__Text provided__
———

New Delhi (AFP) - The United States is keen to expand trade with India, a US official said Monday, after the two countries settled a bitter row over food subsidies and President Barack Obama announced he would visit in January.

US Trade Representative Michael Froman was speaking in New Delhi before the first meeting in four years of a key trade panel on which representatives from the world's largest economy and the emerging market giant sit.

"We believe in the promise of India," Froman told a business audience. "Let's deliver on that promise."

Two-way trade between the US and India currently stands at $100 billion and the countries aim to boost the figure to $500 billion but have set no deadline.

The nations reached a breakthrough earlier this month in a food subsidies spat that threatened to derail a landmark World Trade Organization pact to ease global trade barriers.

By easing the cost of doing business, the Trade Facilitation Agreement -- set to be approved by the WTO's General Council soon -- will be "win-win" for developed and developing nations, Froman said.

"Some suggest the Indian and US breakthrough (unlocking the global deal) may have saved the multinational trading system," Froman said.

In any event, the compromise "could not have been possible without the personal engagement" of Prime Minister Narendra Modi and Obama, said Froman.

The two men are said to have struck up a good rapport during Modi's hugely successful US visit last month.

"They gave our partnership a mantra... 'further together we go'," Froman said.

- Moving ahead -

Analysts say the US-India relationship is now moving ahead on all fronts from economic, political to military after plunging to a low last year following the US arrest of an Indian diplomat.

———

__Listed records__
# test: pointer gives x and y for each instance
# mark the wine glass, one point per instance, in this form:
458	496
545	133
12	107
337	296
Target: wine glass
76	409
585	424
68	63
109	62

———

__Work order__
Return the passage from the US-India trade article between "By easing the" and "visit last month.", inclusive, copying it word for word.

__Expected answer__
By easing the cost of doing business, the Trade Facilitation Agreement -- set to be approved by the WTO's General Council soon -- will be "win-win" for developed and developing nations, Froman said.

"Some suggest the Indian and US breakthrough (unlocking the global deal) may have saved the multinational trading system," Froman said.

In any event, the compromise "could not have been possible without the personal engagement" of Prime Minister Narendra Modi and Obama, said Froman.

The two men are said to have struck up a good rapport during Modi's hugely successful US visit last month.